→ Stated task
Convert the rows below into a Markdown table with two columns, "No." and "Text". Put each row's number under "No." and the row itself under "Text", and leave out any blank lines.

→ Data for processing
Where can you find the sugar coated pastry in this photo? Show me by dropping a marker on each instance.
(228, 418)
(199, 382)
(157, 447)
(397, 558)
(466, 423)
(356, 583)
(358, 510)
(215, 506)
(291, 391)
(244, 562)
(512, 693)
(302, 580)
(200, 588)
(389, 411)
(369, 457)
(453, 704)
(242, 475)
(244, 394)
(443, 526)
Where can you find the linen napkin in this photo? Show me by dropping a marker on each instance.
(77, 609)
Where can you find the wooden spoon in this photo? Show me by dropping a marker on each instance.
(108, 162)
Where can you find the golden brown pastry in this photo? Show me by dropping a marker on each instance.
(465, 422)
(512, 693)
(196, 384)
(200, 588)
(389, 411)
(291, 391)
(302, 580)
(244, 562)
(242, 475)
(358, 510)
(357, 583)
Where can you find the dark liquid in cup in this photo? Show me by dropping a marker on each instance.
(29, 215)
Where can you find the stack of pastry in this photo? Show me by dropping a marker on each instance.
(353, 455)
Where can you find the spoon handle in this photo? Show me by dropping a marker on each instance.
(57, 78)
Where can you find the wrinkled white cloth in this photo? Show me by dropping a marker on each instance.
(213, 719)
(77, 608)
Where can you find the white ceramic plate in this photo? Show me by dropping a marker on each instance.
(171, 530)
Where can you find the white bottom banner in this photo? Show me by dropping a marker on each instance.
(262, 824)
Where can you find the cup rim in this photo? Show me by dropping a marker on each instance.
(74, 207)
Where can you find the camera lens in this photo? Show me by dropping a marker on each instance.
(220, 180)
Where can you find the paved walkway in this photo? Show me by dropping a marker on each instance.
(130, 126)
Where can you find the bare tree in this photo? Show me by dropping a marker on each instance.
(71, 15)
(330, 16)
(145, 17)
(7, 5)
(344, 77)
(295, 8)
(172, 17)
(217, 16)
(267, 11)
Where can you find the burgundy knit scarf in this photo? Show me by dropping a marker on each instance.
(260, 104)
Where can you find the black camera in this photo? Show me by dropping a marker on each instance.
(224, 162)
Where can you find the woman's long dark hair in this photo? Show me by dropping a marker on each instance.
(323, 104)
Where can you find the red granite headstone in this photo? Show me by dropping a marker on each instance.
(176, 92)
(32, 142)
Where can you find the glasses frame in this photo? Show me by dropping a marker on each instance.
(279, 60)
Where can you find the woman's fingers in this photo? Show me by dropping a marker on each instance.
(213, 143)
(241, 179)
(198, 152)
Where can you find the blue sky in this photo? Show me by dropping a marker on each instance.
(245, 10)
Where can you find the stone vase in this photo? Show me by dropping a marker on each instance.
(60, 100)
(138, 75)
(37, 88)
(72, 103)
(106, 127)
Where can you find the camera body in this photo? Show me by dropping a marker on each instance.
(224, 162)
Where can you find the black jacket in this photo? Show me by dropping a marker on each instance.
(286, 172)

→ In response
| No. | Text |
|---|---|
| 1 | Where can you find the sugar coated pastry in this photo? Show me by dropping a marker on each instance. |
| 2 | (228, 418) |
| 3 | (199, 382) |
| 4 | (157, 447) |
| 5 | (397, 558) |
| 6 | (466, 423) |
| 7 | (356, 583) |
| 8 | (358, 510) |
| 9 | (215, 506) |
| 10 | (291, 391) |
| 11 | (244, 562) |
| 12 | (512, 693) |
| 13 | (302, 580) |
| 14 | (200, 588) |
| 15 | (389, 411) |
| 16 | (369, 457) |
| 17 | (453, 704) |
| 18 | (242, 475) |
| 19 | (244, 394) |
| 20 | (443, 526) |
| 21 | Where can you find the linen napkin in this photo? Show me by dropping a marker on each instance. |
| 22 | (77, 609) |
| 23 | Where can you find the wooden spoon in this photo? Show me by dropping a marker on each instance. |
| 24 | (108, 162) |
| 25 | Where can you find the golden brown pastry in this photo? Show me by dropping a marker on each instance. |
| 26 | (465, 422) |
| 27 | (512, 693) |
| 28 | (196, 384) |
| 29 | (200, 588) |
| 30 | (389, 411) |
| 31 | (291, 391) |
| 32 | (302, 580) |
| 33 | (244, 562) |
| 34 | (242, 475) |
| 35 | (358, 510) |
| 36 | (357, 583) |
| 37 | Where can you find the dark liquid in cup in this photo? Show me by dropping a marker on each instance. |
| 38 | (29, 215) |
| 39 | Where can you find the stack of pastry in this photo? Show me by dropping a marker on each instance. |
| 40 | (353, 455) |
| 41 | Where can you find the spoon handle in this photo? Show me by dropping a marker on each instance. |
| 42 | (57, 78) |
| 43 | Where can you find the wrinkled white cloth in this photo? Show me by dropping a marker on each instance. |
| 44 | (213, 719) |
| 45 | (77, 608) |
| 46 | Where can you find the white ceramic plate in this photo? Show me by dropping a marker on each instance. |
| 47 | (171, 530) |
| 48 | Where can you find the white bottom banner in this photo? Show me by dropping a marker on each instance. |
| 49 | (262, 824) |
| 50 | Where can you find the cup rim in this photo? Show me by dropping a marker on each instance. |
| 51 | (74, 207) |
| 52 | Where can you find the camera lens in this photo? Show me by dropping a marker on each instance. |
| 53 | (220, 180) |
| 54 | Where can you find the paved walkway in this photo? Show me by dropping a marker on each instance. |
| 55 | (130, 126) |
| 56 | Where can you find the bare tree in this photo? Show me by dropping a marker on each instance. |
| 57 | (71, 15) |
| 58 | (330, 16) |
| 59 | (145, 17) |
| 60 | (7, 5) |
| 61 | (344, 77) |
| 62 | (295, 8) |
| 63 | (172, 17) |
| 64 | (217, 16) |
| 65 | (267, 11) |
| 66 | Where can you find the burgundy knit scarf in this photo? Show me by dropping a marker on each instance. |
| 67 | (260, 104) |
| 68 | Where can you find the black camera in this photo? Show me by dropping a marker on each instance. |
| 69 | (224, 162) |
| 70 | Where can you find the woman's long dark hair in this photo? Show me by dropping a marker on each instance. |
| 71 | (323, 104) |
| 72 | Where can you find the red granite headstone in this photo? Show me by dropping a marker on each instance. |
| 73 | (176, 92) |
| 74 | (32, 142) |
| 75 | Where can you find the glasses frame in this photo? Show me by dropping a marker on each instance. |
| 76 | (279, 60) |
| 77 | Where can you find the woman's fingers in this photo? Show me by dropping a marker on each instance. |
| 78 | (213, 143) |
| 79 | (241, 179) |
| 80 | (198, 152) |
| 81 | Where can you find the blue sky in this photo? Show me by dropping a marker on each instance. |
| 82 | (245, 10) |
| 83 | Where can you find the stone vase in this photo? Show me by dropping a marker on each instance. |
| 84 | (60, 100) |
| 85 | (138, 75) |
| 86 | (37, 88) |
| 87 | (72, 103) |
| 88 | (106, 127) |
| 89 | Where can you find the camera body in this photo? Show me by dropping a marker on each instance. |
| 90 | (224, 162) |
| 91 | Where can you find the black jacket in this photo? Show me by dropping a marker on each instance. |
| 92 | (286, 172) |